## PROBLEM REQUIREMENTS
Continue the forum reply about the Derby optimizer and join ordering from the point where it stops.

Amit Patel wrote:
> I ran into a problem with Derby. When I issue a large SQL statement
> with lots of WHERE conditions, the Derby optimizer looks like it's in an
> infinite loop.
Do you know how long the query was running before you took the thread dump? If
you repeat the process of running the query and taking the thread dump, do the
threads look the same every time?
> Does anyone know if this is a bug or can I tune Derby to get around this
> issue?
It's hard to say with just the info given. From a quick glance it looks like
your joining 14 tables in this query. If that's true, the Derby optimizer is
going to try out all possible orderings for the 14 tables until it either
finishes or "times out". There are known issues in this area that could cause
the optimizer to spend a *lot* of time trying to figure out what the best plan
is--see for example DERBY-1906, DERBY-1907, DERBY-1905. In such a case it might
look like the optimizer has hung when in fact it's just busy trying out all of
the various combinations.
Since you're using 10.2, one thing you can do is use optimizer overrides to tell
the optimizer to skip optimization of join order--i.e. to just join the tables
in the order in which they appear in the query. To do that you can specify the
"joinOrder" optimizer override as follows:
SELECT DISTINCT t0.OID, t0.JDOVERSION, t0.BINARYCOLLABORATIONHASHCODE,
...

## SUPPLIED MATERIAL

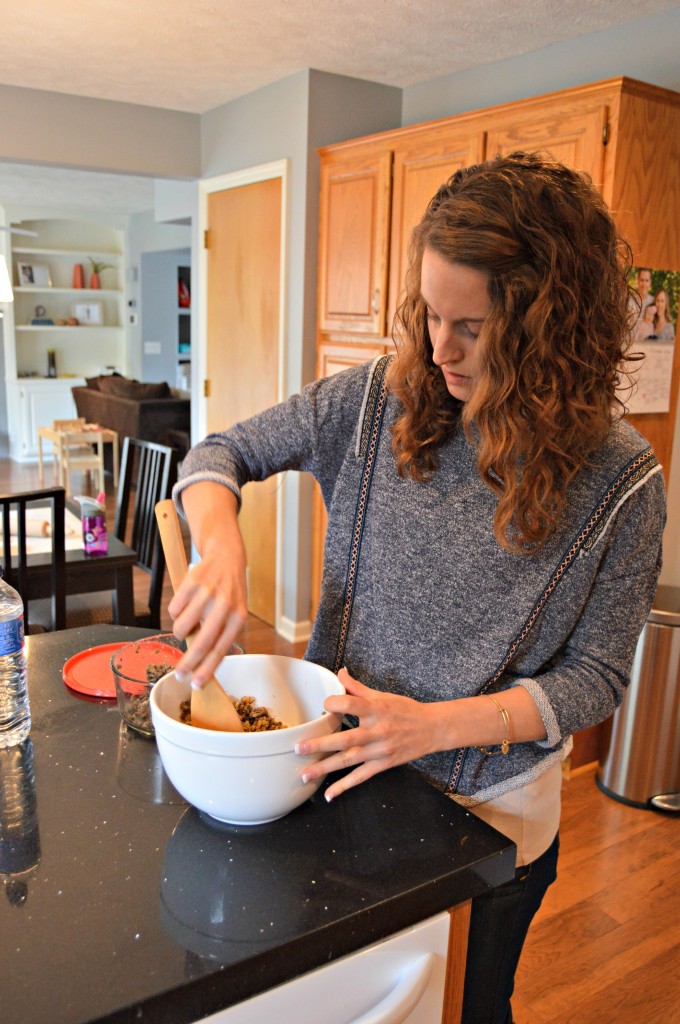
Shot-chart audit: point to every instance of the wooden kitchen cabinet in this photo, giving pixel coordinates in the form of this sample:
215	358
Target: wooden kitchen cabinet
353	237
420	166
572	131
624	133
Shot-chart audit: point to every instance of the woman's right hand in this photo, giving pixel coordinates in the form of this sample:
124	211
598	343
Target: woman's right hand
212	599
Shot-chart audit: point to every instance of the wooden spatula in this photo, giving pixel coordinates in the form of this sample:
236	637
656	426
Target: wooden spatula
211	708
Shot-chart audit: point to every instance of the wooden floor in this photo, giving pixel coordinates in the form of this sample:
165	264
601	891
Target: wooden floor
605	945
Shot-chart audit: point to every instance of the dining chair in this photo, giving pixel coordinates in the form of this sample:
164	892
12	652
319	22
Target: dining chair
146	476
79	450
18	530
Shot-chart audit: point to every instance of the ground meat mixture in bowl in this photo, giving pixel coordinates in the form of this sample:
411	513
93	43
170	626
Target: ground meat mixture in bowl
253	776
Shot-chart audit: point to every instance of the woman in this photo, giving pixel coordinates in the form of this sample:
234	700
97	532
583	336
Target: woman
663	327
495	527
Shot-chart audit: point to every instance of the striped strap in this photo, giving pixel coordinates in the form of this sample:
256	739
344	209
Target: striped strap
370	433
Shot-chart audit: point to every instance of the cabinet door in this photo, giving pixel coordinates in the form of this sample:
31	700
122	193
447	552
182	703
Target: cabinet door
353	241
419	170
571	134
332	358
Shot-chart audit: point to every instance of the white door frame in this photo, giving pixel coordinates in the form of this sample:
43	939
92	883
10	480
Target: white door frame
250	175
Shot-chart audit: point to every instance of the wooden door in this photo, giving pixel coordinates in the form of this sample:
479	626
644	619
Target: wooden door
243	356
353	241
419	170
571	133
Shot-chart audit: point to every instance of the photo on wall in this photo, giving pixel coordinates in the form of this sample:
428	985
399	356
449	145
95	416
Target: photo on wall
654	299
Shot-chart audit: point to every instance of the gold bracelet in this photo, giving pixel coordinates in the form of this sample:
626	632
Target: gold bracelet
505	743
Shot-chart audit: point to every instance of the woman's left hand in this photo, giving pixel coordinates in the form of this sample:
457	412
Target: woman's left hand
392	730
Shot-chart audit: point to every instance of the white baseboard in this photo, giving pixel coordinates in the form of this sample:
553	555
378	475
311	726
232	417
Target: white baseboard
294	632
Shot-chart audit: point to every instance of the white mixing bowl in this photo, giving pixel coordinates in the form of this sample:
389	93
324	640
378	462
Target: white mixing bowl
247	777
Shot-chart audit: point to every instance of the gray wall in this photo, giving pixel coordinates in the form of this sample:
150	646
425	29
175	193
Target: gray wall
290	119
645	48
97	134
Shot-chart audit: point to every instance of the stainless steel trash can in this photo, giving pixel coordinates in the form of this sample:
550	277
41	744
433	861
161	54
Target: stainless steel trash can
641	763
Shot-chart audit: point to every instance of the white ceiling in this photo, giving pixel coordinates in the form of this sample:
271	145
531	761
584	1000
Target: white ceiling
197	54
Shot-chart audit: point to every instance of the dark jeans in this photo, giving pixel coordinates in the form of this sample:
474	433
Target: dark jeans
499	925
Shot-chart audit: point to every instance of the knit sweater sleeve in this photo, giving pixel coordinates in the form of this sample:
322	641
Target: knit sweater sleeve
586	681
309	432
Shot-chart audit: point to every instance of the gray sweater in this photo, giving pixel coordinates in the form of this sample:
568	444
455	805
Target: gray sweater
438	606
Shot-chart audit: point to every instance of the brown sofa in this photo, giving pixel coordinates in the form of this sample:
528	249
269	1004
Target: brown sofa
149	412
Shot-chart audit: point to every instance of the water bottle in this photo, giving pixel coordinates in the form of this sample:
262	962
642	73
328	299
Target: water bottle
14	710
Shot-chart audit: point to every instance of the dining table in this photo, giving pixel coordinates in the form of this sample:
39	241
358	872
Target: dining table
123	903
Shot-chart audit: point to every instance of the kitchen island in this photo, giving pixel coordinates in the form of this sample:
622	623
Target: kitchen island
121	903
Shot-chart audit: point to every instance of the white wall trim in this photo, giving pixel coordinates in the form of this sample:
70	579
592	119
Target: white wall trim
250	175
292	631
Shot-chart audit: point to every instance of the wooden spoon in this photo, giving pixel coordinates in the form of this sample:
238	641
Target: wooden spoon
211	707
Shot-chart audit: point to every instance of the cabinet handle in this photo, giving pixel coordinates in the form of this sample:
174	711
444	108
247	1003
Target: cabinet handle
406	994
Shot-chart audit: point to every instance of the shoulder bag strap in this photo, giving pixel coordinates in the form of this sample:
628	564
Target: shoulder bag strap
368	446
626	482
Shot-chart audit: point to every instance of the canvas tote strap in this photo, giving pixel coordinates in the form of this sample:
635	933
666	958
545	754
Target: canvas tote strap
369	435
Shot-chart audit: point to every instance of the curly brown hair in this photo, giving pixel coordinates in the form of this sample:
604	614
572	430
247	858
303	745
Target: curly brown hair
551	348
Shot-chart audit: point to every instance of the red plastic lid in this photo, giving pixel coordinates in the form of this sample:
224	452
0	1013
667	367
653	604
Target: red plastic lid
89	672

==

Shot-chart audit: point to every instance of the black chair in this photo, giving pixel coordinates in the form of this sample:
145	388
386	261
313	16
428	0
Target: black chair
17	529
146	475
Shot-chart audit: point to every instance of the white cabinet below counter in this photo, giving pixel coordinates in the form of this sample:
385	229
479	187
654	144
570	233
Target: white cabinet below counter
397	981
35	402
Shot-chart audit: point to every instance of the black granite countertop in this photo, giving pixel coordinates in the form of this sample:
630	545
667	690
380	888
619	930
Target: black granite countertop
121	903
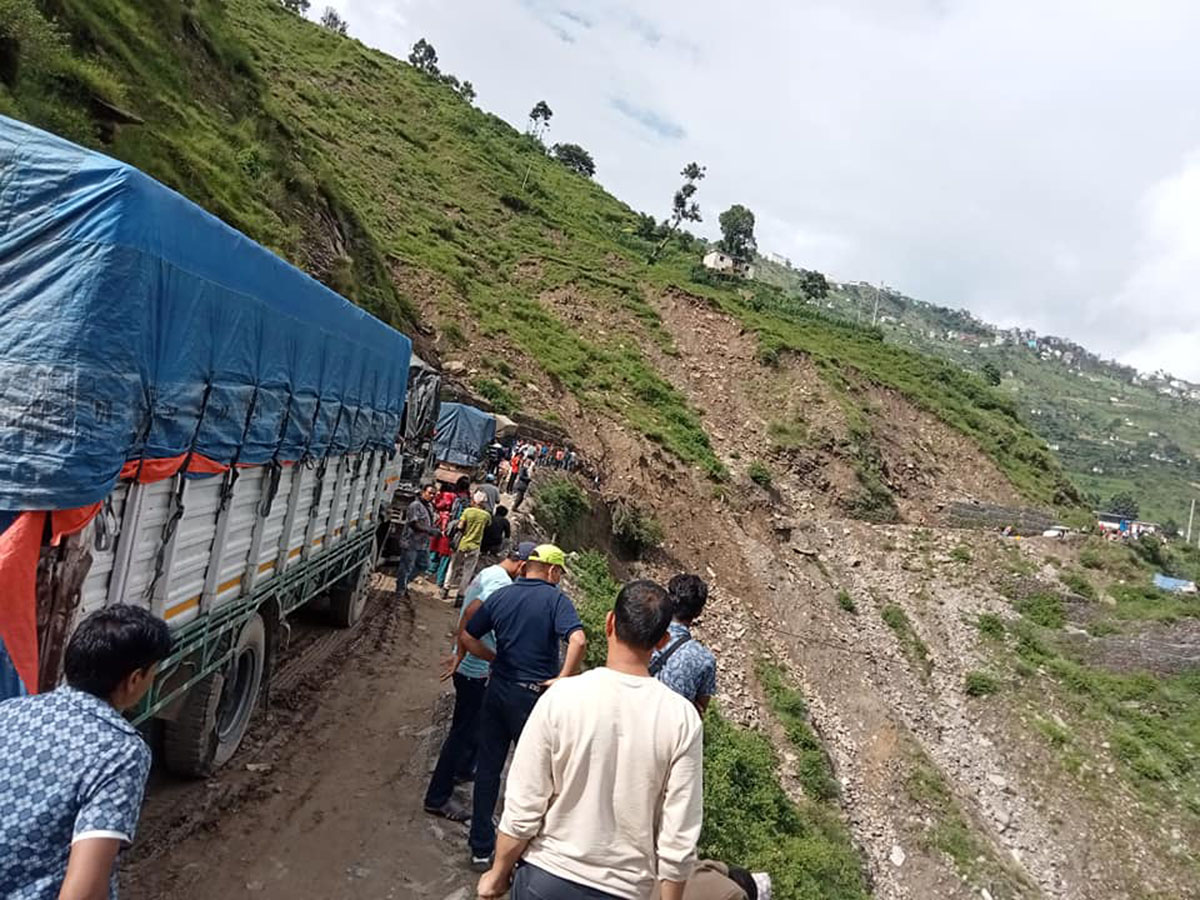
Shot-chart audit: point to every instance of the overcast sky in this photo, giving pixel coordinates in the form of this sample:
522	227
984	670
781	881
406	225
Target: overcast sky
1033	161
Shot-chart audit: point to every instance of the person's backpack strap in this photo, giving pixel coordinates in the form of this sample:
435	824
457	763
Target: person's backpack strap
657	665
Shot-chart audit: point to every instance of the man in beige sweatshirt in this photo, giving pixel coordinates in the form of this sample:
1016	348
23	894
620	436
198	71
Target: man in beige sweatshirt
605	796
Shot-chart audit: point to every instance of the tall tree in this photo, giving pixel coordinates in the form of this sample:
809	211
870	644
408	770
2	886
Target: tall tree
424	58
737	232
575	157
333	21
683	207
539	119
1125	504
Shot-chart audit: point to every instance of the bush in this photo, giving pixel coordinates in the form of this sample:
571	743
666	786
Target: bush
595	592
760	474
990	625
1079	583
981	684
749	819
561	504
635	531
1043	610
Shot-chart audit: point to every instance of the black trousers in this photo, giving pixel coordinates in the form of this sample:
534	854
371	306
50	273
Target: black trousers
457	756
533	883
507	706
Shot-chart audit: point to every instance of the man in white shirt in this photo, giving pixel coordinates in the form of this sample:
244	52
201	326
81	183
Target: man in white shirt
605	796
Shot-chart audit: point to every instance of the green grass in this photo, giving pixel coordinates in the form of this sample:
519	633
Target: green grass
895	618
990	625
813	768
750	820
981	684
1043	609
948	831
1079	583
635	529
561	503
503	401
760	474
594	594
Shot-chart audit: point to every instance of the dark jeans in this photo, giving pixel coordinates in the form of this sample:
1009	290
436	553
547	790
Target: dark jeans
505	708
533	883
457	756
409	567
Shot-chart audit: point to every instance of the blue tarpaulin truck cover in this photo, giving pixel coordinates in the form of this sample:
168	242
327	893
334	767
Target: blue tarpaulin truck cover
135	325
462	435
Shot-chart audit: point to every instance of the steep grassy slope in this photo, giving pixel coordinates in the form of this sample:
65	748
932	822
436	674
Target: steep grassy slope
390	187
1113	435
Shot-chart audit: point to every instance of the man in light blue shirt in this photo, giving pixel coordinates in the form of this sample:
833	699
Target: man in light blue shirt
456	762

## ANSWER TO THE EXERCISE
FROM --DERBY-PROPERTIES joinOrder=FIXED
DBA.MESSAGES t0 INNER JOIN DBA.CUSTOMDATA t1 ON t0.OID = t1.MESSAGEOID
...
Note that you must have an end-of-line after specifying the joinOrder=FIXED
property.
If the query completes in a reasonable time with this property set, then it's
probably the case that, in your original query, the optimizer is spending time
trying out all of the various join orders for the 14 tables.
If the query still "hangs" with this property set, then it might be good if you can:
1. Reduce the number of tables and/or WHERE predicates to find the minimum
number of tables/predicates required to reproduce the hang.
2. Take note of how long the query actually runs. Is it minutes, hours, days?
3. See the following wiki page for additional suggestions:
http://wiki.apache.org/db-derby/PerformanceDiagnosisTips
As a general rule, more info is better. The above wiki page describes the kind
of information that is most helpful in debugging situations like these. If you
can start there, someone (perhaps even you!) may be able to provide further
insight as to what's happening in this query...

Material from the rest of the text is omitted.